:: Activity list ::
**A.** Reproduce word for word the portion of the GIBBON abstract that runs from "Abstract: This paper" down to "highly-structured discrete spaces.".
**B.** Answer the following questions using the GIBBON abstract:
(i) Which popular approach for Bayesian Optimisation does the paper extend?
(ii) What does the name GIBBON stand for?
(iii) What popular batch BO heuristic receives a natural interpretation through the derivation of GIBBON?
**C.** According to the GIBBON abstract, which kinds of BO problems is the information gain central to solving? List each kind.

:: Reading passage ::

* * * * * * * * *

Abstract: This paper describes a general-purpose extension of max-value entropy search,
a popular approach for Bayesian Optimisation (BO). A novel approximation is
proposed for the information gain -- an information-theoretic quantity central
to solving a range of BO problems, including noisy, multi-fidelity and batch
optimisations across both continuous and highly-structured discrete spaces.
Previously, these problems have been tackled separately within
information-theoretic BO, each requiring a different sophisticated
approximation scheme, except for batch BO, for which no
computationally-lightweight information-theoretic approach has previously been
proposed. GIBBON (General-purpose Information-Based Bayesian OptimisatioN)
provides a single principled framework suitable for all the above,
out-performing existing approaches whilst incurring substantially lower
computational overheads. In addition, GIBBON does not require the problem's
search space to be Euclidean and so is the first high-performance yet
computationally light-weight acquisition function that supports batch BO over
general highly structured input spaces like molecular search and gene design.
Moreover, our principled derivation of GIBBON yields a natural interpretation
of a popular batch BO heuristic based on determinantal point processes.
Finally, we analyse GIBBON across a suite of synthetic benchmark tasks, a
molecular search loop, and as part of a challenging batch multi-fidelity
framework for problems with controllable experimental noise.

* * * * * * * * *

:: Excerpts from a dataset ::

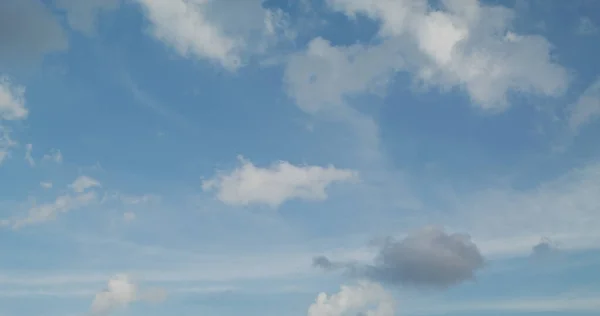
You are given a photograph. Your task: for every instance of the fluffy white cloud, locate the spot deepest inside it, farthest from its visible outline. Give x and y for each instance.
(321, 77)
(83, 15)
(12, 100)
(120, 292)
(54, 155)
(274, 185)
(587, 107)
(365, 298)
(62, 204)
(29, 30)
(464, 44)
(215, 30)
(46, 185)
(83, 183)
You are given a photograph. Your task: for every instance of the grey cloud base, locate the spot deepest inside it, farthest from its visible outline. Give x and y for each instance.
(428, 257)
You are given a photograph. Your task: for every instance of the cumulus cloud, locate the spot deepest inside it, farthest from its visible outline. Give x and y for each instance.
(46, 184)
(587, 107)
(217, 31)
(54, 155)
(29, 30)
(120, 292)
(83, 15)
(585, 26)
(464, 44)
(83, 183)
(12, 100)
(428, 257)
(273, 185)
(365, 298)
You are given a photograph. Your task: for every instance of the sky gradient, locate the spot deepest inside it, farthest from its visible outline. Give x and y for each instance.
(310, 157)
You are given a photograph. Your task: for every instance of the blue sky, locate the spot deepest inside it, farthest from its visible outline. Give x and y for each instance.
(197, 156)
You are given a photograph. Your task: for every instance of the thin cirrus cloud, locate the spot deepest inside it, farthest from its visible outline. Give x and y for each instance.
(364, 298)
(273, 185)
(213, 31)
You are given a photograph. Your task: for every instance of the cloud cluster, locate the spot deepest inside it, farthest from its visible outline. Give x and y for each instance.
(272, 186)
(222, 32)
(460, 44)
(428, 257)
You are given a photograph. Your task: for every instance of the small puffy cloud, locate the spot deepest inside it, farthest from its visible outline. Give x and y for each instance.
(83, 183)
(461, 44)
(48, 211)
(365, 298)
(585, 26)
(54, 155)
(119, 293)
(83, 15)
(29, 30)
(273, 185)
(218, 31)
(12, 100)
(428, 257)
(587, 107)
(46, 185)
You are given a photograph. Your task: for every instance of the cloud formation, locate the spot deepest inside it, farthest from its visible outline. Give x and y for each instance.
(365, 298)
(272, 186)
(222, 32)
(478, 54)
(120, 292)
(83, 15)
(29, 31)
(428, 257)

* * * * * * * * *

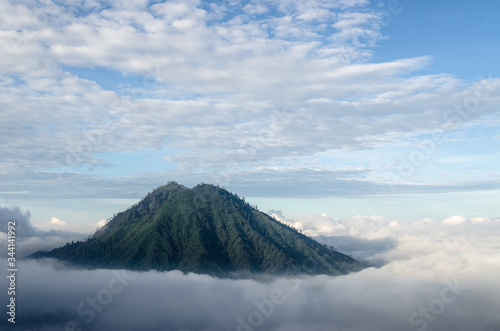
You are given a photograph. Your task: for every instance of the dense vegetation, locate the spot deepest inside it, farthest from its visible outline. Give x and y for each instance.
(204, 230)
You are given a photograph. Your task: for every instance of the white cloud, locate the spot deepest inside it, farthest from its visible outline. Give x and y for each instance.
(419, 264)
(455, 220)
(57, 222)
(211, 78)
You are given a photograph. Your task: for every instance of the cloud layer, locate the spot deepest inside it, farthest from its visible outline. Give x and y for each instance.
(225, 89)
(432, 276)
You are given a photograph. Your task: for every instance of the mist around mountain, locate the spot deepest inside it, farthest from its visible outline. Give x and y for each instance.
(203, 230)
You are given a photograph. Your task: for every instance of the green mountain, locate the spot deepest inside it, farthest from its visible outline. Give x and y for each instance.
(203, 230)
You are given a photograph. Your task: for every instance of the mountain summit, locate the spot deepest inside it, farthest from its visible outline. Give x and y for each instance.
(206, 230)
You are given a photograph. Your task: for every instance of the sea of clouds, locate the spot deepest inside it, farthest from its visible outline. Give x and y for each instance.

* * * * * * * * *

:: Expected responses ::
**A.**
Abstract: This paper describes a general-purpose extension of max-value entropy search,
a popular approach for Bayesian Optimisation (BO). A novel approximation is
proposed for the information gain -- an information-theoretic quantity central
to solving a range of BO problems, including noisy, multi-fidelity and batch
optimisations across both continuous and highly-structured discrete spaces.

**B.**
(i) Max-value entropy search.
(ii) General-purpose Information-Based Bayesian OptimisatioN.
(iii) A heuristic based on determinantal point processes.

**C.**
- Noisy optimisation
- Multi-fidelity optimisation
- Batch optimisation